▶ [YOUR TASKS]
**A)** Quote the Pandas-to-Polars reference word for word. Begin at the words containing "# Polars: Just" and stop after "for further processing)".
**B)** Extend the Pandas-to-Polars reference below by writing what comes next, starting right after its final line.
-- Start of TEXT SECTION --
Translating Common Operations
Here’s a practical reference for the operations you’ll translate most frequently:
import polars as pl
import pandas as pd
# Assume df is a Polars DataFrame
# 1. Column selection
# Pandas: df[["col1", "col2"]] or df.loc[:, ["col1", "col2"]]
# Polars:
df.select("col1", "col2")
df.select(pl.col("col1", "col2"))
# 2. Filtering rows
# Pandas: df[df["age"] > 30]
# Polars:
df.filter(pl.col("age") > 30)
# 3. Creating new columns
# Pandas: df["new_col"] = df["a"] + df["b"]
# Polars:
df.with_columns((pl.col("a") + pl.col("b")).alias("new_col"))
# 4. Apply/map functions
# Pandas: df["col"].apply(lambda x: x.upper())
# Polars (prefer native expressions when possible):
df.with_columns(pl.col("col").str.to_uppercase())
# For custom functions (slower, avoid if possible):
df.with_columns(pl.col("col").map_elements(lambda x: custom_func(x), return_dtype=pl.Utf8))
# 5. Merging/joining
# Pandas: pd.merge(df1, df2, on="key", how="left")
# Polars:
df1.join(df2, on="key", how="left")
# 6. Pivot tables
# Pandas: df.pivot_table(values="revenue", index="region", columns="product", aggfunc="sum")
# Polars:
df.pivot(on="product", index="region", values="revenue", aggregate_function="sum")
# 7. String operations
# Pandas: df["name"].str.contains("test")
# Polars:
df.filter(pl.col("name").str.contains("test"))
# 8. DateTime operations
# Pandas: df["date"].dt.year
# Polars:
df.with_columns(pl.col("date").dt.year().alias("year"))
The pattern to internalize: Polars separates contexts (select, filter, with_columns, group_by) from expressions (pl.col(), pl.lit(), pl.when()). Expressions describe what to compute; contexts describe where to apply them.
Handling Pandas-Specific Patterns
The biggest conceptual shift is that Polars has no index. This is intentional—indexes add complexity and prevent certain optimizations. Here’s how to handle common index-dependent patterns:
import polars as pl
# Pattern 1: Using index for lookups
# Pandas: df.loc["row_label"] or df.iloc[5]
# Polars: Use filter or row index
df.filter(pl.col("id") == "row_label") # if you have an ID column
df.row(5) # get single row by position (returns tuple)
df.slice(5, 1) # get single row as DataFrame
# Pattern 2: Index-based alignment in operations
# Pandas automatically aligns on index during operations
# Polars: Use explicit joins
df1.join(df2, on="key_column", how="inner")
# Pattern 3: Reset index / set index
# Pandas: df.reset_index() / df.set_index("col")
# Polars: Just use the column directly, or add row numbers
df.with_row_index("index") # adds 0-based row numbers
# Pattern 4: Multi-index groupby results
# Pandas groupby returns MultiIndex by default
# Polars: Results are flat DataFrames (cleaner for further processing)
result = df.group_by("category", "subcategory").agg(pl.col("value").sum())
# Access directly: result.filter(pl.col("category") == "A")
-- End of TEXT SECTION --
-- Start of DATA SEGMENT --
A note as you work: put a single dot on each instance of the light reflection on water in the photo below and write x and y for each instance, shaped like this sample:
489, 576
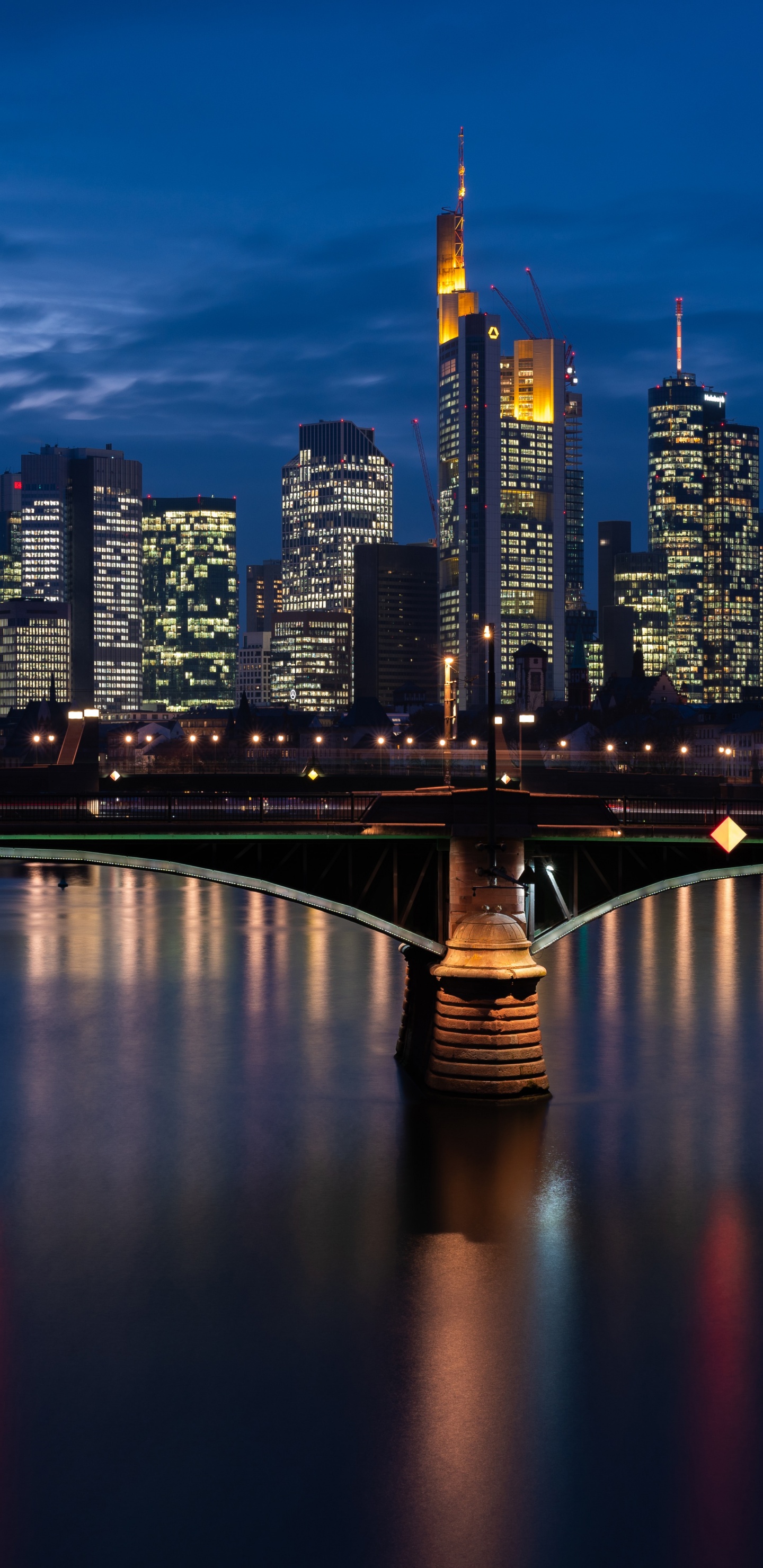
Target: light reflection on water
-- End of DATA SEGMENT --
▶ [RESULTS IN ORDER]
**A)**
# Polars: Just use the column directly, or add row numbers
df.with_row_index("index") # adds 0-based row numbers
# Pattern 4: Multi-index groupby results
# Pandas groupby returns MultiIndex by default
# Polars: Results are flat DataFrames (cleaner for further processing)

**B)**
# Pattern 5: In-place modifications
# Pandas: df["col"] = df["col"] * 2 (modifies in place)
# Polars: Always returns new DataFrame (immutable)
df = df.with_columns(pl.col("col") * 2)
Null handling differs too. Pandas uses NaN (a float) for missing values, which causes type coercion issues. Polars uses proper null values that work with any dtype:
# Checking for nulls
# Pandas: df["col"].isna()
# Polars:
df.filter(pl.col("col").is_null())
df.filter(pl.col("col").is_not_null())
# Filling nulls
# Pandas: df["col"].fillna(0)
# Polars:
df.with_columns(pl.col("col").fill_null(0))
df.with_columns(pl.col("col").fill_null(strategy="forward"))
Leveraging Polars-Specific Features
Once you’re comfortable with basic translation, embrace Polars’ unique capabilities. Lazy evaluation is the most impactful:
import polars as pl
# Eager execution (like pandas) - processes immediately
eager_result = (
pl.read_csv("large_file.csv")
.filter(pl.col("date") > "2023-01-01")
.group_by("region")
.agg(pl.col("sales").sum())
)
# Lazy execution - builds query plan, optimizes, then executes
lazy_result = (
pl.scan_csv("large_file.csv") # scan instead of read
.filter(pl.col("date") > "2023-01-01")
.group_by("region")
.agg(pl.col("sales").sum())
.collect() # triggers execution
)
The lazy version can push filters down to the scan phase (predicate pushdown), project only needed columns (projection pushdown), and optimize the entire query plan before executing. For large datasets, this often means 10x+ performance improvements.
The expression API also enables powerful patterns:
# Apply same operation to multiple columns
df.with_columns(pl.col(pl.Float64).round(2)) # round all float columns
df.with_columns(pl.col("^sales_.*$").fill_null(0)) # regex column selection
# Window functions without groupby
df.with_columns(
pl.col("value").sum().over("category").alias("category_total"),
pl.col("value").rank().over("category").alias("rank_in_category")
)
# Conditional expressions
df.with_columns(
pl.when(pl.col("score") > 90)
.then(pl.lit("A"))
.when(pl.col("score") > 80)
.then(pl.lit("B"))
.otherwise(pl.lit("C"))
.alias("grade")
)
Migration Strategy and Gotchas
Don’t attempt a big-bang migration. Instead:
- Start with isolated analytical scripts where you can validate results against pandas
- Use conversion functions at boundaries — keep pandas for I/O with libraries that require it, convert to Polars for heavy computation
- Write comparison tests that verify your Polars code produces identical results to the pandas original
Common pitfalls to watch for:
- Column ordering isn’t guaranteed in some operations. Don’t rely on positional column access.
- Type strictness — Polars won’t silently convert types. A column defined as
Int64won’t accept strings. - No automatic broadcasting of scalars in all contexts. Use
pl.lit()explicitly. - Different sort stability — Polars’ sort is not stable by default. Use
maintain_order=Trueif needed.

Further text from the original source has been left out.